### Excerpt
--*--

To determine the cumulative five-year incidence and progression of myopic maculopathy in a rural Chinese adult population.
The Handan Eye Study was a population-based longitudinal study. In 2006, 6830 subjects aged 30+ years participated in this study (baseline). Five years later, 5394 subjects (follow-up rate: 85.3%) took part in the follow-up study. Participants had a detailed eye examination, including visual acuity, standardized refraction and fundus photography according to a similar protocol at both baseline and follow-up. Myopic maculopathy was defined as any of the following signs: diffuse chorioretinal atrophy, patchy chorioretinal atrophy, macular atrophy, lacquer cracks and myopic choroidal neovascularization at the posterior pole. Parapapillary atrophy was assessed separately.
Of 5394 participants, 5078 (10 021 eyes) had gradable fundus photographs. Over the five years, four participants (five eyes) developed new myopic maculopathy, with an eye-specific incidence of 0.05% (95% CI, 0.02-0.10%). Among the 51 eyes with myopic maculopathy at baseline, the progression occurred in 18 eyes (35.3%), with new signs of patchy chorioretinal atrophy in 11 eyes (21.6%), diffuse chorioretinal atrophy in seven eyes (13.7%), lacquer cracks in three eyes (6.9%), macular atrophy in three eyes (6.9%) and myopic choroidal neovascularization in two eyes (3.9%). By multivariable analysis, female gender (OR, 9.14; p = 0.004) and higher educational level (OR, 8.24; p = 0.004) were associated with a higher risk of progression of myopic maculopathy, whereas lower myopia at baseline (OR, 0.79; p < 0.0001) and hypertension (OR, 0.21; p = 0.017) were associated with a reduced risk.
The five-year incidence of myopic maculopathy was 0.05% in rural Chinese adults aged 30+ years. The progression rate in participants with myopic maculopathy was 35.3%, indicating the importance of regular follow-up for these patients.

--*--

### Tasks and exercises
1. Rewrite the part of the Handan Eye Study summary that opens with the words containing "Of 5394 participants, 5078" and closes with "a reduced risk.", replacing "participants" with "subjects".
2. According to the Handan Eye Study summary, how many subjects took part in the five-year follow-up?
3. Decide whether each statement agrees with the Handan Eye Study summary. Answer yes or no, and quote the deciding words.
(a) Parapapillary atrophy was assessed together with the other signs of myopic maculopathy.
(b) Hypertension was associated with a reduced risk of progression of myopic maculopathy.
(c) Progression occurred in 18 of the 51 eyes that had myopic maculopathy at baseline.
The records that come next have no connection to the Handan Eye Study summary.

### Point localization data
--*--

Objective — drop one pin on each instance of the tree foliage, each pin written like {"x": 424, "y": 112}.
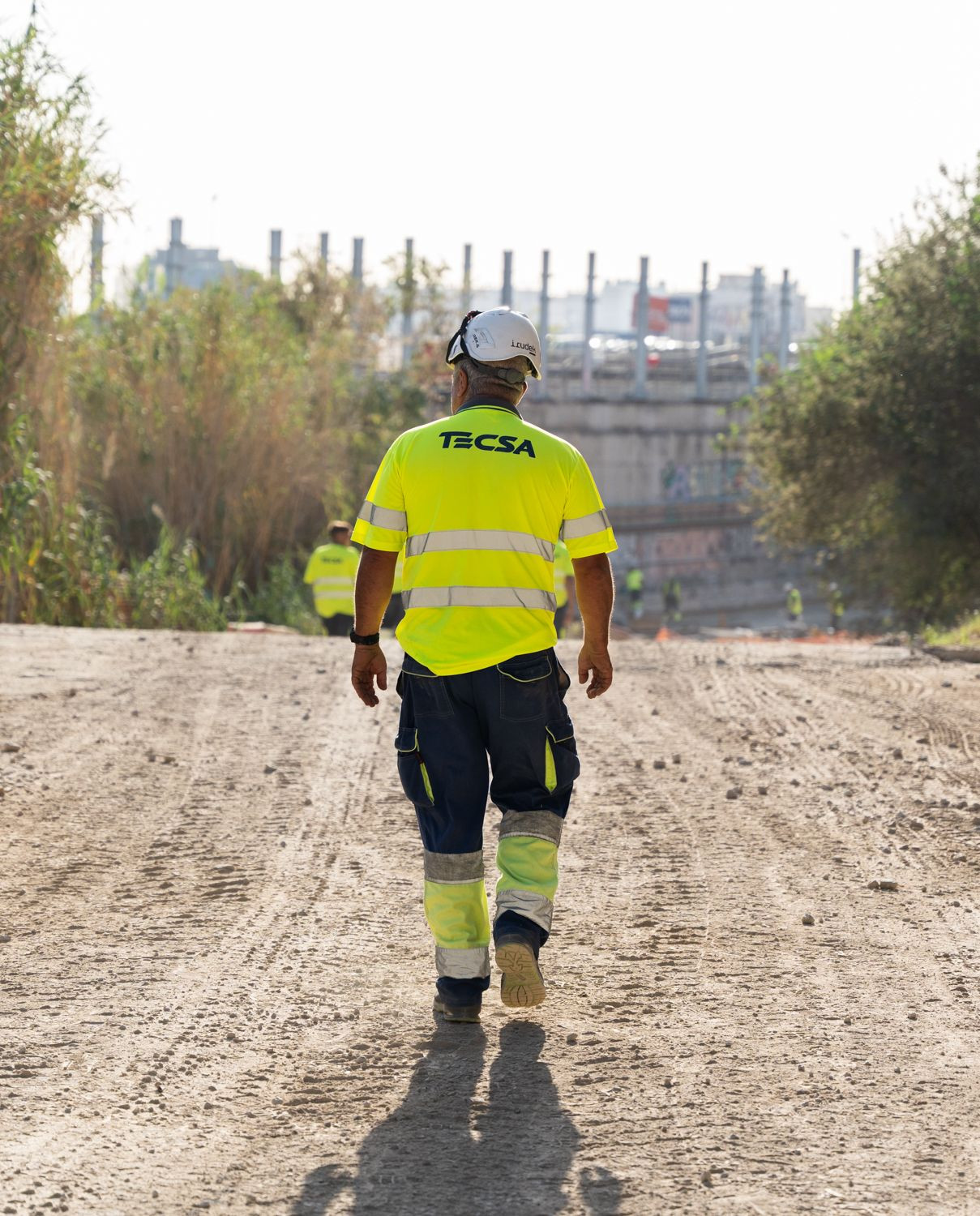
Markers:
{"x": 868, "y": 452}
{"x": 49, "y": 180}
{"x": 243, "y": 415}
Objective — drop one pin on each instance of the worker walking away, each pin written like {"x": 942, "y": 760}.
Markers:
{"x": 635, "y": 591}
{"x": 332, "y": 571}
{"x": 564, "y": 589}
{"x": 479, "y": 501}
{"x": 671, "y": 593}
{"x": 836, "y": 607}
{"x": 396, "y": 610}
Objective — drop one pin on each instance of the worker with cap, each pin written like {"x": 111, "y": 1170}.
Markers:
{"x": 479, "y": 501}
{"x": 332, "y": 569}
{"x": 793, "y": 603}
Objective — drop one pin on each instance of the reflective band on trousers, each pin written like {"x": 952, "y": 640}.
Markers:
{"x": 528, "y": 904}
{"x": 544, "y": 824}
{"x": 479, "y": 597}
{"x": 381, "y": 517}
{"x": 585, "y": 525}
{"x": 454, "y": 867}
{"x": 462, "y": 965}
{"x": 481, "y": 539}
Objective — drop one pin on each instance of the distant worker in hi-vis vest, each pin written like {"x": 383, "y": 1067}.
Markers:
{"x": 479, "y": 503}
{"x": 331, "y": 571}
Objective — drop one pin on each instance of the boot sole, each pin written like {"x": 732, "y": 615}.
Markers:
{"x": 520, "y": 987}
{"x": 456, "y": 1013}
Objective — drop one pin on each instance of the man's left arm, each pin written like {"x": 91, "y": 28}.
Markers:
{"x": 372, "y": 591}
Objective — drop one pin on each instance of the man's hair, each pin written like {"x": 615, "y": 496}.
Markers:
{"x": 484, "y": 379}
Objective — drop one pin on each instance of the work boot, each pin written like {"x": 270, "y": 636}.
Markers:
{"x": 455, "y": 1012}
{"x": 522, "y": 984}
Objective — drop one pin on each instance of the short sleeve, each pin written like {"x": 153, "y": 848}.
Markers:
{"x": 382, "y": 522}
{"x": 586, "y": 529}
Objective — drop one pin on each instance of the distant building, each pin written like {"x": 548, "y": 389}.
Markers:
{"x": 179, "y": 265}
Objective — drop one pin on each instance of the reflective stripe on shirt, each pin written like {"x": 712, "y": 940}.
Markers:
{"x": 585, "y": 525}
{"x": 381, "y": 517}
{"x": 479, "y": 597}
{"x": 479, "y": 539}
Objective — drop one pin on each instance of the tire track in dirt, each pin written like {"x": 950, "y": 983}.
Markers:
{"x": 258, "y": 1036}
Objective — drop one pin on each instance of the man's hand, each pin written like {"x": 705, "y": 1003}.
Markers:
{"x": 593, "y": 659}
{"x": 369, "y": 666}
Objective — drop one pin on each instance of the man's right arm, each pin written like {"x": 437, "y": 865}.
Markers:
{"x": 593, "y": 590}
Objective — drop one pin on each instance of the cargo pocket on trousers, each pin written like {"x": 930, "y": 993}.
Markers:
{"x": 411, "y": 769}
{"x": 561, "y": 756}
{"x": 524, "y": 683}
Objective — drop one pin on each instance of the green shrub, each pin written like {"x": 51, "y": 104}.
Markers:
{"x": 281, "y": 598}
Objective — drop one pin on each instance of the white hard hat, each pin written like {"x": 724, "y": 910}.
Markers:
{"x": 496, "y": 335}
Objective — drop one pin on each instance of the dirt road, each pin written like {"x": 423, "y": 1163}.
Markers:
{"x": 216, "y": 979}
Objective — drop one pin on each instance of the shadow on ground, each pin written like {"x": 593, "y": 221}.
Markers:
{"x": 442, "y": 1152}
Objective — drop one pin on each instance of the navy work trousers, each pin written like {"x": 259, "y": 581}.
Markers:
{"x": 503, "y": 730}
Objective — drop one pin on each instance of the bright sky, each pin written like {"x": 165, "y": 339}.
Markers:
{"x": 773, "y": 133}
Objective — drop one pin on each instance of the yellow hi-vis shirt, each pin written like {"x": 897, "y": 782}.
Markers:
{"x": 479, "y": 501}
{"x": 563, "y": 569}
{"x": 332, "y": 569}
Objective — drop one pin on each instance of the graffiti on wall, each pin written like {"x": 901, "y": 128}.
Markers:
{"x": 704, "y": 481}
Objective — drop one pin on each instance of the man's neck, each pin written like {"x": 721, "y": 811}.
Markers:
{"x": 496, "y": 403}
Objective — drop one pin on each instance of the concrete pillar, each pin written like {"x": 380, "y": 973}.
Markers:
{"x": 703, "y": 306}
{"x": 755, "y": 328}
{"x": 590, "y": 325}
{"x": 785, "y": 304}
{"x": 642, "y": 319}
{"x": 467, "y": 292}
{"x": 408, "y": 303}
{"x": 95, "y": 276}
{"x": 542, "y": 326}
{"x": 174, "y": 258}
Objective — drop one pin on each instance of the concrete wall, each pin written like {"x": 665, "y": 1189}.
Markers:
{"x": 678, "y": 506}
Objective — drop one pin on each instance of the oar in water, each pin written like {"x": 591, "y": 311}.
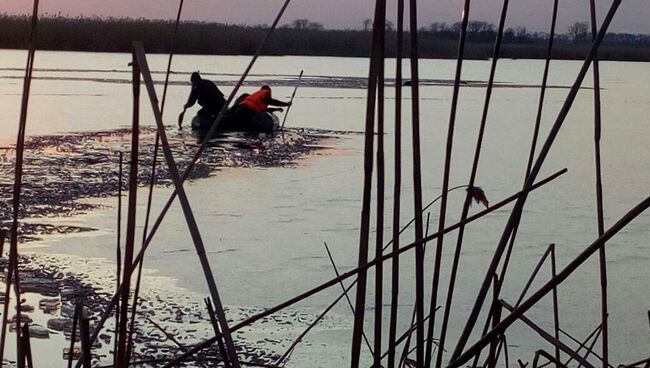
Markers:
{"x": 291, "y": 101}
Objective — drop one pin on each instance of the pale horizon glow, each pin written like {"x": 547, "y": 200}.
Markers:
{"x": 633, "y": 15}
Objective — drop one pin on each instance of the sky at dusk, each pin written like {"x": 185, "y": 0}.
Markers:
{"x": 633, "y": 15}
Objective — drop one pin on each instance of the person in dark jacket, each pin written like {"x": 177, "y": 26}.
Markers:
{"x": 206, "y": 93}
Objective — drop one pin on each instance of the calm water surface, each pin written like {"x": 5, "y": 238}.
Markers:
{"x": 265, "y": 228}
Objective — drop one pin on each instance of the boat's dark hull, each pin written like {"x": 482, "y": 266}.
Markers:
{"x": 262, "y": 122}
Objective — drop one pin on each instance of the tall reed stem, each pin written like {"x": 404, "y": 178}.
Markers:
{"x": 364, "y": 232}
{"x": 599, "y": 192}
{"x": 518, "y": 208}
{"x": 397, "y": 188}
{"x": 123, "y": 343}
{"x": 18, "y": 180}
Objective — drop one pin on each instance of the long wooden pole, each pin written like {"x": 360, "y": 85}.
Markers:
{"x": 364, "y": 232}
{"x": 445, "y": 183}
{"x": 397, "y": 188}
{"x": 185, "y": 205}
{"x": 518, "y": 208}
{"x": 293, "y": 95}
{"x": 123, "y": 343}
{"x": 417, "y": 180}
{"x": 602, "y": 259}
{"x": 152, "y": 180}
{"x": 118, "y": 253}
{"x": 468, "y": 198}
{"x": 381, "y": 185}
{"x": 18, "y": 177}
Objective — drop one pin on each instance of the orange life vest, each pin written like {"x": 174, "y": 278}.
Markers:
{"x": 257, "y": 101}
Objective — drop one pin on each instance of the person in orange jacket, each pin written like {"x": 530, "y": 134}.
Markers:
{"x": 261, "y": 100}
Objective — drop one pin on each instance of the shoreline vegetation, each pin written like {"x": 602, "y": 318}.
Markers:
{"x": 306, "y": 38}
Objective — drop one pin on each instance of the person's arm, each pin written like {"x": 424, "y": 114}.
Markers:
{"x": 190, "y": 102}
{"x": 271, "y": 101}
{"x": 194, "y": 95}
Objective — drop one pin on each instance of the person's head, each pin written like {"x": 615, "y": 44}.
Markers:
{"x": 195, "y": 78}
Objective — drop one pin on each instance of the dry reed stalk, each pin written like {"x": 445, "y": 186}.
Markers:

--*--

### Answers to the exercises
1.
Of 5394 subjects, 5078 (10 021 eyes) had gradable fundus photographs. Over the five years, four subjects (five eyes) developed new myopic maculopathy, with an eye-specific incidence of 0.05% (95% CI, 0.02-0.10%). Among the 51 eyes with myopic maculopathy at baseline, the progression occurred in 18 eyes (35.3%), with new signs of patchy chorioretinal atrophy in 11 eyes (21.6%), diffuse chorioretinal atrophy in seven eyes (13.7%), lacquer cracks in three eyes (6.9%), macular atrophy in three eyes (6.9%) and myopic choroidal neovascularization in two eyes (3.9%). By multivariable analysis, female gender (OR, 9.14; p = 0.004) and higher educational level (OR, 8.24; p = 0.004) were associated with a higher risk of progression of myopic maculopathy, whereas lower myopia at baseline (OR, 0.79; p < 0.0001) and hypertension (OR, 0.21; p = 0.017) were associated with a reduced risk.

2. 5394 subjects, a follow-up rate of 85.3%.

3.
(a) No: "Parapapillary atrophy was assessed separately."
(b) Yes: "hypertension (OR, 0.21; p = 0.017) were associated with a reduced risk"
(c) Yes: "Among the 51 eyes with myopic maculopathy at baseline, the progression occurred in 18 eyes (35.3%)"